Pour comprendre comment ce projet a pu voir le jour, il est nécessaire, je crois, de remonter à l’année dernière et à la mise en couleur de l’église Notre-Dame de Bias. C’est le point de départ de cette aventure.
Le Maire de Bias, responsable des bâtiment paroissiaux suivant la loi de 1905 sur la séparation de l’église et de l’état, prévient Arnaud Lassuderie, le Vicaire desservant habituellement cette petite église périphérique, que la Municipalité a prévu de repeindre l’édifice. La peinture intérieure de l’église, gris sale, était en effet défraîchie. Le Vicaire désire éviter le blanc cassé et le coquille d’œuf qui règnent en maître dans les églises de campagne..
···
__Consigne__
Pouvez-vous prolonger le texte sur l'église Notre-Dame de Bias à partir de sa dernière phrase ? Les lignes ci-dessous n'ont aucun rapport avec le texte sur l'église Notre-Dame de Bias.
···
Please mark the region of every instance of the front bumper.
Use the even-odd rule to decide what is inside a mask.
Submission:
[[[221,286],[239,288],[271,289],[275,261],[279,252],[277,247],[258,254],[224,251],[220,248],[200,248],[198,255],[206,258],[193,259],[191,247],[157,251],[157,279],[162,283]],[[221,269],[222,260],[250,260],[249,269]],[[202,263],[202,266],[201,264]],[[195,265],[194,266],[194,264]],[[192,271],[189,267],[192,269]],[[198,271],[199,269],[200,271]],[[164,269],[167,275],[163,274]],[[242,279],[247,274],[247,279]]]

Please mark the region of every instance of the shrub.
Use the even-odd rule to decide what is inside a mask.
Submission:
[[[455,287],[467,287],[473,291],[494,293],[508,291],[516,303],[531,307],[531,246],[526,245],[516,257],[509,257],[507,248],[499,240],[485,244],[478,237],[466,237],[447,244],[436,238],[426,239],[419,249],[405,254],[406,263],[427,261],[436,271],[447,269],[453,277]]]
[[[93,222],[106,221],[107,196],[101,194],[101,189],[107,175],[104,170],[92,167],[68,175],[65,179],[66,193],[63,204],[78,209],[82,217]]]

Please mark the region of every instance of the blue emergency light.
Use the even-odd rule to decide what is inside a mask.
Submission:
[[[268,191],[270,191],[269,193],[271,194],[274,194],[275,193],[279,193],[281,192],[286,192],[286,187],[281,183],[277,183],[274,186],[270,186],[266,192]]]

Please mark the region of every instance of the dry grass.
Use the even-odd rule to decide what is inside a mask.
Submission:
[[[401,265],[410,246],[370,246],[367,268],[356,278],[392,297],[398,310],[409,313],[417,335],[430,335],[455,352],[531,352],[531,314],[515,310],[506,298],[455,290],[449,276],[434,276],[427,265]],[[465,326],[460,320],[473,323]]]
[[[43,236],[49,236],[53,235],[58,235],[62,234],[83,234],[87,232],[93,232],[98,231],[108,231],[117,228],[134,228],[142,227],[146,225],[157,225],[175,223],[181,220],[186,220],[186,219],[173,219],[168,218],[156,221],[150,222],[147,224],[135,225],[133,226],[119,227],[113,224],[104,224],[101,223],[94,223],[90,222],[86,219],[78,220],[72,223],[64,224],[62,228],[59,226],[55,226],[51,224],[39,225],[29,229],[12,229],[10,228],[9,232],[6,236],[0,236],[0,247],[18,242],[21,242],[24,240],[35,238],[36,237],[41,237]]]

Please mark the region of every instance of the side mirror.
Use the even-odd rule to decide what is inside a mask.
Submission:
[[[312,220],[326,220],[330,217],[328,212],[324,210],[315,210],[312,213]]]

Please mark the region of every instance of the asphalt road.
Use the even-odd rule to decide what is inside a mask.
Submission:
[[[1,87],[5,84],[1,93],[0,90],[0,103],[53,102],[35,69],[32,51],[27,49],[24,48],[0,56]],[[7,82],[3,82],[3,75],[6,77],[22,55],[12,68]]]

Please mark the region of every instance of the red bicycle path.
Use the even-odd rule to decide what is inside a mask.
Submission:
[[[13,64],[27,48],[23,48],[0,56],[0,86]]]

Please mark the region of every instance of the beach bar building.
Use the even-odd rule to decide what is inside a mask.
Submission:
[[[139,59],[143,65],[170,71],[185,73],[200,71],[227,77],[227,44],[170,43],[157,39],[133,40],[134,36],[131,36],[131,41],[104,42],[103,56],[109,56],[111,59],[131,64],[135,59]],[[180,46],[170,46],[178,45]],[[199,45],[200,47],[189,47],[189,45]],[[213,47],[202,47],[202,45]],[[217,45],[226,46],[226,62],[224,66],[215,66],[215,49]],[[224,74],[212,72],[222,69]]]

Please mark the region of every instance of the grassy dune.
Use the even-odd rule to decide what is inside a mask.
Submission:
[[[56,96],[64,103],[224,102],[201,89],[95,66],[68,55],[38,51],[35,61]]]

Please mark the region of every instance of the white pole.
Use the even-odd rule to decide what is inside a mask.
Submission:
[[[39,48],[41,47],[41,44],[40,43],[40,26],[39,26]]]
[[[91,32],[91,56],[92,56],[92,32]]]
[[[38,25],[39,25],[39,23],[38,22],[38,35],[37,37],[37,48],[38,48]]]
···
__Corrigé de l'exercice__
Il me demande alors de concevoir une mise en couleur de l’édifice qui soit certes vivante et actuelle mais qui ne soit pas un exercice gratuit. Il désire qu’une réelle réflexion sur la couleur soit menée et que celle-ci soit tendue par une réelle cohérence spirituelle.
Le Maître-Autel de Notre-Dame de Bias porte en façade trois figures symbolisant les trois vertus théologales. Je propose donc de travailler sur les trois couleurs traditionnellement attribuées aux vertus théologales : le rouge pour la Charité, le bleu pour la Foi et le vert pour l’Espérance. Le principe de l’emploi de couleurs vives est adopté immédiatement, par le Clergé comme par la Municipalité. Pour vaincre les dernières appréhensions, nous organisons une visite d’églises du XIX° où la couleur est omniprésente, même parfois de manière un peu erratique ou gratuite. Désormais familiarisés avec les églises peintes, les Biassais abandonnent leurs dernières réticences.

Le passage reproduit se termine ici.